[Phrase grounding data]
++++++++++++++++++++
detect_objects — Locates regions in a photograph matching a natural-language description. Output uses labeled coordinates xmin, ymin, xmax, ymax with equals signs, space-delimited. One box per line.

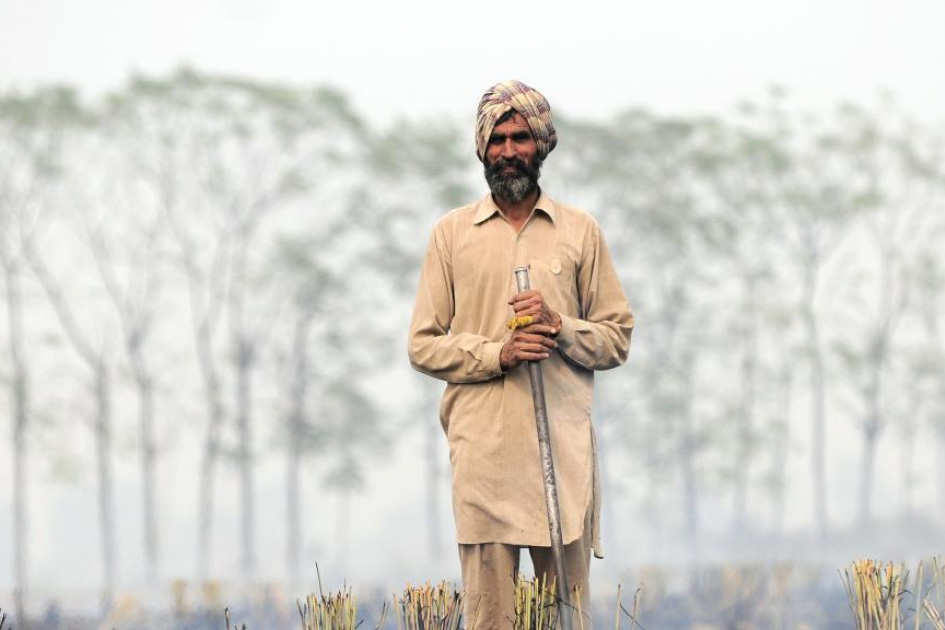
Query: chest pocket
xmin=530 ymin=253 xmax=580 ymax=319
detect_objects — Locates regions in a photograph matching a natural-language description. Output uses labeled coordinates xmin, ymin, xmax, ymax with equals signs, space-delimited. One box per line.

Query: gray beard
xmin=485 ymin=157 xmax=541 ymax=204
xmin=490 ymin=173 xmax=537 ymax=204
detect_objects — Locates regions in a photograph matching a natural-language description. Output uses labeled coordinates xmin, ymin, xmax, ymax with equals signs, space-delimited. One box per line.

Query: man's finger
xmin=515 ymin=341 xmax=551 ymax=353
xmin=512 ymin=302 xmax=542 ymax=316
xmin=522 ymin=324 xmax=559 ymax=338
xmin=509 ymin=289 xmax=539 ymax=300
xmin=530 ymin=334 xmax=557 ymax=349
xmin=508 ymin=290 xmax=543 ymax=306
xmin=513 ymin=342 xmax=556 ymax=357
xmin=513 ymin=349 xmax=551 ymax=362
xmin=514 ymin=331 xmax=556 ymax=346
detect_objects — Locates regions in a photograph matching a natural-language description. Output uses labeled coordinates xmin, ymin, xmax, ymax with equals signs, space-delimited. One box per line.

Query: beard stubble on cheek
xmin=484 ymin=156 xmax=541 ymax=204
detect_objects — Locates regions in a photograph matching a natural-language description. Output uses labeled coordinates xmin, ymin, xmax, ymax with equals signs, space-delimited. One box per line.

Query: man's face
xmin=484 ymin=112 xmax=541 ymax=204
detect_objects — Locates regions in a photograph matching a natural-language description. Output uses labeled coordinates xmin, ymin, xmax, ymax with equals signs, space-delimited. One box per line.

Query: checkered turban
xmin=475 ymin=80 xmax=557 ymax=163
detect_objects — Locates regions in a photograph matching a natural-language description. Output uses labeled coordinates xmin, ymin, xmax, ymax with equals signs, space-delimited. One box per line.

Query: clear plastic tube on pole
xmin=513 ymin=266 xmax=573 ymax=630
++++++++++++++++++++
Images stay out, but the rest of the records must be retyped exactly.

EXERCISE RESULT:
detect_objects — Locates regions in a photograph matching a natural-language description. Output uses labeled coordinates xmin, ymin, xmax, ymax with equals signs, space-delimited. One box per line.

Query: chest pocket
xmin=530 ymin=253 xmax=580 ymax=319
detect_objects — Locates regions in a photograph matching a natural-language description. Output uses labeled coordinates xmin, ymin, xmax, ymax with equals signs, space-delimited. One box per line.

Query: gray beard
xmin=485 ymin=157 xmax=541 ymax=204
xmin=490 ymin=173 xmax=537 ymax=204
detect_objects — Locates regions in a photograph matching a natural-language description. Output uses labeled coordinates xmin, ymin, xmax, ymax with equals signs, space-delimited. One box per line.

Query: man's finger
xmin=515 ymin=341 xmax=551 ymax=353
xmin=512 ymin=302 xmax=542 ymax=316
xmin=522 ymin=324 xmax=559 ymax=338
xmin=509 ymin=289 xmax=539 ymax=300
xmin=530 ymin=334 xmax=557 ymax=349
xmin=508 ymin=290 xmax=543 ymax=306
xmin=513 ymin=342 xmax=556 ymax=357
xmin=513 ymin=349 xmax=551 ymax=362
xmin=514 ymin=331 xmax=556 ymax=346
detect_objects — Locates regions in a photograph matching a natural-language description. Output uses labeled coordinates xmin, ymin, xmax, ymax with equals signs, space-delimited. One box per line.

Query: beard stubble on cheek
xmin=484 ymin=156 xmax=541 ymax=204
detect_objects — Locates regions in a photograph matching a natural-language description. Output uses labeled coordinates xmin, ymin, xmax, ymax with equals signs, space-delimited. One box per line.

Query: man's face
xmin=484 ymin=112 xmax=541 ymax=204
detect_objects — Locates regions in a photograph matching a natural-language description. Output uses labeled coordinates xmin, ymin, xmax, ymax with equals signs, space-delimited. One box per line.

Query: checkered turban
xmin=475 ymin=80 xmax=557 ymax=163
detect_objects — Locates regions in a photograph matching a natural-language description. Output uses labeled coordinates xmin, ymin, xmax, ymax with equals signs, space-delimited. One box per line.

Query: clear plastic tube on pole
xmin=513 ymin=266 xmax=573 ymax=630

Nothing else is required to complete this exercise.